To do:
Reproduce the records starting at the line that contains "of the pine" and running to the last line, exactly and in full.

(Items listed in a dataset)
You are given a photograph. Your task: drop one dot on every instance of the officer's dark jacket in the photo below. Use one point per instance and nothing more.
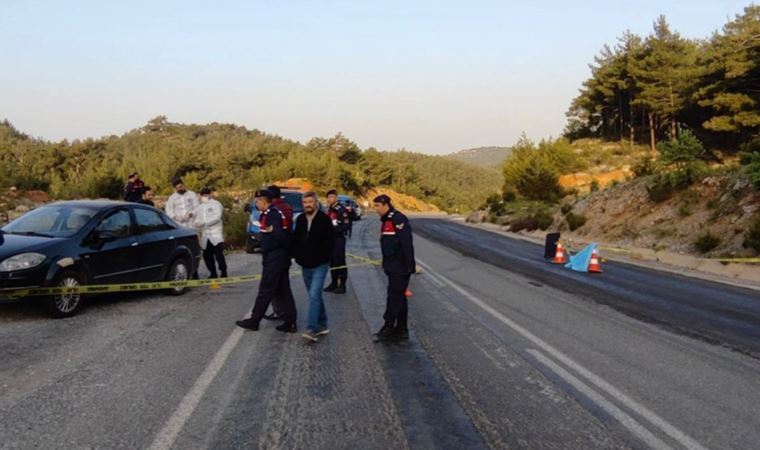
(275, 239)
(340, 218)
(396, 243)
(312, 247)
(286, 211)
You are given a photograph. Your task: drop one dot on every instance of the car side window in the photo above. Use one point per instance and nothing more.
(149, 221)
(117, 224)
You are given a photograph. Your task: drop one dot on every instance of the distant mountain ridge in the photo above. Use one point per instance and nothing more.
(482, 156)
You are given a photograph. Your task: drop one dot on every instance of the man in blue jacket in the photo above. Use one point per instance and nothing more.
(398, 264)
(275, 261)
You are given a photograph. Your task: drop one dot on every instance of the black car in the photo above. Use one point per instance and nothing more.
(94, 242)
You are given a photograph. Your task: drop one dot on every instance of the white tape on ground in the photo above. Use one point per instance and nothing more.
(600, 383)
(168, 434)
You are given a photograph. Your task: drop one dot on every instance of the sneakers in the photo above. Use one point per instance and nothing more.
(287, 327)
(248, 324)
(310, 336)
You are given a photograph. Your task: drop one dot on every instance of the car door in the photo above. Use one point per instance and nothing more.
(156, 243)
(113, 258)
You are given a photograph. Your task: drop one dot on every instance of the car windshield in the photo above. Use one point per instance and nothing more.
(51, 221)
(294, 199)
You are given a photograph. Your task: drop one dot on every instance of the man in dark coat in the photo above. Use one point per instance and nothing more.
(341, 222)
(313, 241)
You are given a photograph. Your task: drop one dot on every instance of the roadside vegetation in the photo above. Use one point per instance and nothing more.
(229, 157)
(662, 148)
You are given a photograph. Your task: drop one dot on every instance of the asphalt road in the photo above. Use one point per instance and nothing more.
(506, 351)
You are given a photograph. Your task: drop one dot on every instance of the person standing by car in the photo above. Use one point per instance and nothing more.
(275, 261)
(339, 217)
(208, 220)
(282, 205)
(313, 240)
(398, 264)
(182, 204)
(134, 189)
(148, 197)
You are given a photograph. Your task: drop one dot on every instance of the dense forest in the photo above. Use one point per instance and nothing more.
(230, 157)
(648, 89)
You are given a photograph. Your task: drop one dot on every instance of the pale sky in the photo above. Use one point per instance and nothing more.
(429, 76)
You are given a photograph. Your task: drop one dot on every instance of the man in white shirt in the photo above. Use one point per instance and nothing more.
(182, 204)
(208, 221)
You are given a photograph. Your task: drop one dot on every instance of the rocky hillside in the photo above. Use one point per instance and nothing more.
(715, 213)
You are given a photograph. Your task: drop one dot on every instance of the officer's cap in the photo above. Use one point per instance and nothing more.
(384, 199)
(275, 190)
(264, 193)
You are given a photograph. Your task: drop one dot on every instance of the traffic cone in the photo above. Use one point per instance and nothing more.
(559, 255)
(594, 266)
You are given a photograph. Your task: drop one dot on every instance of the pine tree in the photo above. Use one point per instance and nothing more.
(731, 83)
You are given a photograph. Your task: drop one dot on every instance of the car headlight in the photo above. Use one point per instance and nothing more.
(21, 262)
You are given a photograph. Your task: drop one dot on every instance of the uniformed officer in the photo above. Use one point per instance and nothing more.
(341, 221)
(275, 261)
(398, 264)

Solution for this task:
You are given a photograph. Your task: drop one dot on every instance of the pine tree in the photo above. Use one point per instance and nothing more.
(731, 83)
You are given a photograph. Your task: drop one dot on every instance of the car headlight in the photo above. Use one point per instance and nothing more.
(21, 262)
You are given a photograph. Your task: drop one dot on every instance of the uniformed officer in the photo above. Use one point per instance and nothing more.
(341, 221)
(275, 261)
(398, 264)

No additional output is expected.